Search the material for the string "upper" and copy each line where it occurs.

--- RECORD EXCERPTS ---

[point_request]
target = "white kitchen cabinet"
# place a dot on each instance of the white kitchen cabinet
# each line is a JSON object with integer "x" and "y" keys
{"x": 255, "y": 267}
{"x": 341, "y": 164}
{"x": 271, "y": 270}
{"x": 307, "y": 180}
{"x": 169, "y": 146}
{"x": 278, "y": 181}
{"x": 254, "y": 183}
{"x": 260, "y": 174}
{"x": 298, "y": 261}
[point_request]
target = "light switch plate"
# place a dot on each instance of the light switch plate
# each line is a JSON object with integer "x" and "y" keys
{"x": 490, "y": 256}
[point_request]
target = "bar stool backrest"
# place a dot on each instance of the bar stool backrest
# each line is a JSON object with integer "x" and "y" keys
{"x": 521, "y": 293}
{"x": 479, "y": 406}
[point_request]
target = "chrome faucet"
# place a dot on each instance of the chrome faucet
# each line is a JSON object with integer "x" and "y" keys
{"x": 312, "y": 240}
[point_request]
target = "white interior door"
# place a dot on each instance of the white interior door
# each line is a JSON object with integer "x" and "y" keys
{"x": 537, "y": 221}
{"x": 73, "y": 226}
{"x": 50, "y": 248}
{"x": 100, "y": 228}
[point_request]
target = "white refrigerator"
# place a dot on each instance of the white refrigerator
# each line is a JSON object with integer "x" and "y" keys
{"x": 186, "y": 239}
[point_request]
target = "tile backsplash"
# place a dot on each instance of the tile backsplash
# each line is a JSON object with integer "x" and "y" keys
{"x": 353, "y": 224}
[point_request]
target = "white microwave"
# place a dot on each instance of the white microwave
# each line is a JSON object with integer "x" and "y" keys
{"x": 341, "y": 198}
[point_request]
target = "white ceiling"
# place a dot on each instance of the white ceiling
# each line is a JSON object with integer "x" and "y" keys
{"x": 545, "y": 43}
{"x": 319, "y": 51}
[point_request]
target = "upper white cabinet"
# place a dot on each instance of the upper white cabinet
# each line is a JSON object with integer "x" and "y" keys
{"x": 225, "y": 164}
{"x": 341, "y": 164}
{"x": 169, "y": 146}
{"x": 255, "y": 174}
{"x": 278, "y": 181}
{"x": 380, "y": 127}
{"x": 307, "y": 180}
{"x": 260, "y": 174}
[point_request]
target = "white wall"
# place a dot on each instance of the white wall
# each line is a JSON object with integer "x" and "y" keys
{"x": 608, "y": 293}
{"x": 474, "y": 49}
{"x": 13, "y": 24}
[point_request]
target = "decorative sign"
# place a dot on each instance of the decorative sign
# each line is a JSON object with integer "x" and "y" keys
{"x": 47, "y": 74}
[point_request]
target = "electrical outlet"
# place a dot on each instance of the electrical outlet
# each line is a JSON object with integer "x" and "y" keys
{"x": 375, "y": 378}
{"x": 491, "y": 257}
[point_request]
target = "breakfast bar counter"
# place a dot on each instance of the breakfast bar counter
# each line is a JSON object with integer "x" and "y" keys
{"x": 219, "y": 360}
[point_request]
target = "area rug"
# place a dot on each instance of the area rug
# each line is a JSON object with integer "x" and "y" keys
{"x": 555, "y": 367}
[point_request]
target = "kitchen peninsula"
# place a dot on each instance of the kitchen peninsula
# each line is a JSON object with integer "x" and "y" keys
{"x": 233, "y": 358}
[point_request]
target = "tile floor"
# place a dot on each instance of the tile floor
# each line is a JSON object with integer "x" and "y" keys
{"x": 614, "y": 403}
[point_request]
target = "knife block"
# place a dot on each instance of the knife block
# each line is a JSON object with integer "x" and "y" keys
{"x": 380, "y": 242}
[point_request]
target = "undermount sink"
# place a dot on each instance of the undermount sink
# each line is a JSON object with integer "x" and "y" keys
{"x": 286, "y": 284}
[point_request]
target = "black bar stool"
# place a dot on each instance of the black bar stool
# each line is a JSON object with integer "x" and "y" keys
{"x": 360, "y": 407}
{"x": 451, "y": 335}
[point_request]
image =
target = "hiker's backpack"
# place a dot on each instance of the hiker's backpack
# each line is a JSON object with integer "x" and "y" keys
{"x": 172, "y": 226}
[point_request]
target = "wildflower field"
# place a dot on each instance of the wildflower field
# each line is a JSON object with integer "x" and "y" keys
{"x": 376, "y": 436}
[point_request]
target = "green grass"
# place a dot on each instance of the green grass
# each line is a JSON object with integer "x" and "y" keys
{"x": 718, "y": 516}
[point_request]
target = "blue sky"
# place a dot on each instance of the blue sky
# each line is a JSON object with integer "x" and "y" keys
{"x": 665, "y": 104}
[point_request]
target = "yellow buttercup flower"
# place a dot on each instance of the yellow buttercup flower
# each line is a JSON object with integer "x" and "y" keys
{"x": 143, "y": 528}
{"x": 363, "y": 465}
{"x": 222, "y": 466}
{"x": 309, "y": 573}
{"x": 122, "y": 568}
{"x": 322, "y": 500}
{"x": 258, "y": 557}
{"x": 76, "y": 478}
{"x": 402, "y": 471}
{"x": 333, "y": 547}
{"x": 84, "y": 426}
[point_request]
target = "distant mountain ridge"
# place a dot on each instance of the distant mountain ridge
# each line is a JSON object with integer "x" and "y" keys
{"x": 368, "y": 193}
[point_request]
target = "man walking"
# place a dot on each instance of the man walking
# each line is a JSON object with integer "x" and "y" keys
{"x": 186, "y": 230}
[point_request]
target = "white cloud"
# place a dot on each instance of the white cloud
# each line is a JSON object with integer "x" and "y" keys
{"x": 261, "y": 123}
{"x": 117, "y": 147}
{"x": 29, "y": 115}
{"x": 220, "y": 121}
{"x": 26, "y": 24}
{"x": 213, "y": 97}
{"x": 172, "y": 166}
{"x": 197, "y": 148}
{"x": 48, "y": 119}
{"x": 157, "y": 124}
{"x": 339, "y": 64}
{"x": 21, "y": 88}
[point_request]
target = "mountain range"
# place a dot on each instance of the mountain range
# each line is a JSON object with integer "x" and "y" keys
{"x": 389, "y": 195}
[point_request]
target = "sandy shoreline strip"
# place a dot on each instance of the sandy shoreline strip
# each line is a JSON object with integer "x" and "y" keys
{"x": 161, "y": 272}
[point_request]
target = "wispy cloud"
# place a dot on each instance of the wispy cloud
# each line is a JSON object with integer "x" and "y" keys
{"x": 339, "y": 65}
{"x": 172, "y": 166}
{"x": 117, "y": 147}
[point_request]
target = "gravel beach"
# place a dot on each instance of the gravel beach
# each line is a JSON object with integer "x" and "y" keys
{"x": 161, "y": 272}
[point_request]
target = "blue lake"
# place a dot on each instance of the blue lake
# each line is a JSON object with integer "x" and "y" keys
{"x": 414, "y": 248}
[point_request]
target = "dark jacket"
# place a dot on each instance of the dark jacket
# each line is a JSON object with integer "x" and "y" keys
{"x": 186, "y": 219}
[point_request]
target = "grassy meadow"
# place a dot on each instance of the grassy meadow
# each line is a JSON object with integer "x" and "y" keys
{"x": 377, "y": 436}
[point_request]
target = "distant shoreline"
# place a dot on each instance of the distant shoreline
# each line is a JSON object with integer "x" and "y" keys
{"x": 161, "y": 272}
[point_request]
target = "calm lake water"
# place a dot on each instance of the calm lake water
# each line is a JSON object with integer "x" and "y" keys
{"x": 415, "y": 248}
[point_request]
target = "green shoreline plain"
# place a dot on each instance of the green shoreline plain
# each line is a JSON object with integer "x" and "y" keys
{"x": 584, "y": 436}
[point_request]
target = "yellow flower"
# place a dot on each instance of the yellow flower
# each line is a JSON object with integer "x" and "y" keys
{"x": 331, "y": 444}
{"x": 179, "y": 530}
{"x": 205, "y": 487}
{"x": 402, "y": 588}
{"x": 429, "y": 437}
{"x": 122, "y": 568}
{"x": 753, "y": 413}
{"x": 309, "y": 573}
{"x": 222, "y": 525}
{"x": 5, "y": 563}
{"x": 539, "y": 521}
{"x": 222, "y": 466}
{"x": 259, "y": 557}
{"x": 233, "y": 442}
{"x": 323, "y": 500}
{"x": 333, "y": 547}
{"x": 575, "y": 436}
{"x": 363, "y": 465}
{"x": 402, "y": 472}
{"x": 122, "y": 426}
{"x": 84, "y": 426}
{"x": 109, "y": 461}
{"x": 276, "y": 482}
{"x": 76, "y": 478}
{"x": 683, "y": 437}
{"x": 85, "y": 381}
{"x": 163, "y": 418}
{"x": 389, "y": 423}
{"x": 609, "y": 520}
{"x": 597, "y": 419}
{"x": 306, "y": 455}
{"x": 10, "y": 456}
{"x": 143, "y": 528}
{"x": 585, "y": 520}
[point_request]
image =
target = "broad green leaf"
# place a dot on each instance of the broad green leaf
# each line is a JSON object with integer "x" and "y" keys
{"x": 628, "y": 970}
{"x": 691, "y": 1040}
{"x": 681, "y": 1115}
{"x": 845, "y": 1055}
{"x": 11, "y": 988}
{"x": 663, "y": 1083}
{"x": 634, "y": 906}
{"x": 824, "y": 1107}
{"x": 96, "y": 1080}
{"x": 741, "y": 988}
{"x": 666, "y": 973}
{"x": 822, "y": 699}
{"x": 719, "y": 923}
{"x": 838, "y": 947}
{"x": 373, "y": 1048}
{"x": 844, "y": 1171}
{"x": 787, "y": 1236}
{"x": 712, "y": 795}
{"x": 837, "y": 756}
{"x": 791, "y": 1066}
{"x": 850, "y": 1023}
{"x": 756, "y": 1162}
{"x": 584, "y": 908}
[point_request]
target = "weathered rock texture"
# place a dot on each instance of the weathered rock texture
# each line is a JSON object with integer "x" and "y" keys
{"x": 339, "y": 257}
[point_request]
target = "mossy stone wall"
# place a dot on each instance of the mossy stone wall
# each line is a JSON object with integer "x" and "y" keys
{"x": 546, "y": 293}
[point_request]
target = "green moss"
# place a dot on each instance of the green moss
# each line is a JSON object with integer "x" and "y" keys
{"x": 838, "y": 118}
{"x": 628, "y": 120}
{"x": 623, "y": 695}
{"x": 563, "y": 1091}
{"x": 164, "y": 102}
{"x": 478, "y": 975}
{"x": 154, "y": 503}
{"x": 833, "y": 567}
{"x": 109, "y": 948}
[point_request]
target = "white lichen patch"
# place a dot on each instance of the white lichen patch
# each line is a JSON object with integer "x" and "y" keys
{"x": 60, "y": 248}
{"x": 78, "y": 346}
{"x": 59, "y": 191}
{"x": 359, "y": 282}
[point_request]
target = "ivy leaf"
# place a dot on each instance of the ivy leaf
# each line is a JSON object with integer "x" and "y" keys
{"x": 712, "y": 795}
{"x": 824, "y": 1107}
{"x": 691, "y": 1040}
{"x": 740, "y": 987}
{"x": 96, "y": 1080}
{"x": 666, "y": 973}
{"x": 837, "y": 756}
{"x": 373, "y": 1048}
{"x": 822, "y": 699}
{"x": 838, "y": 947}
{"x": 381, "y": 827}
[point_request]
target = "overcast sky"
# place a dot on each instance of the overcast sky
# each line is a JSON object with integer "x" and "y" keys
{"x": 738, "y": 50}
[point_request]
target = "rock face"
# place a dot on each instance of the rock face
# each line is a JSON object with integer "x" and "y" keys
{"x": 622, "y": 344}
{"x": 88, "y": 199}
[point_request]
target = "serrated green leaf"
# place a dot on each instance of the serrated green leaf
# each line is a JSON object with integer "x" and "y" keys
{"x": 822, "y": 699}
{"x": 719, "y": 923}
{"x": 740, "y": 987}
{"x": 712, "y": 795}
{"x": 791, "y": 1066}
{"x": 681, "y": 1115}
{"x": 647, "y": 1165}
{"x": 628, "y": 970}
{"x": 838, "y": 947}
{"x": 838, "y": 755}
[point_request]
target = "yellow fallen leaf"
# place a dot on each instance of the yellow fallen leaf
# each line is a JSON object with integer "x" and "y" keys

---

### WRITTEN REPLY
target = "upper white cabinet"
# place a dot on each instance of the upper white cabinet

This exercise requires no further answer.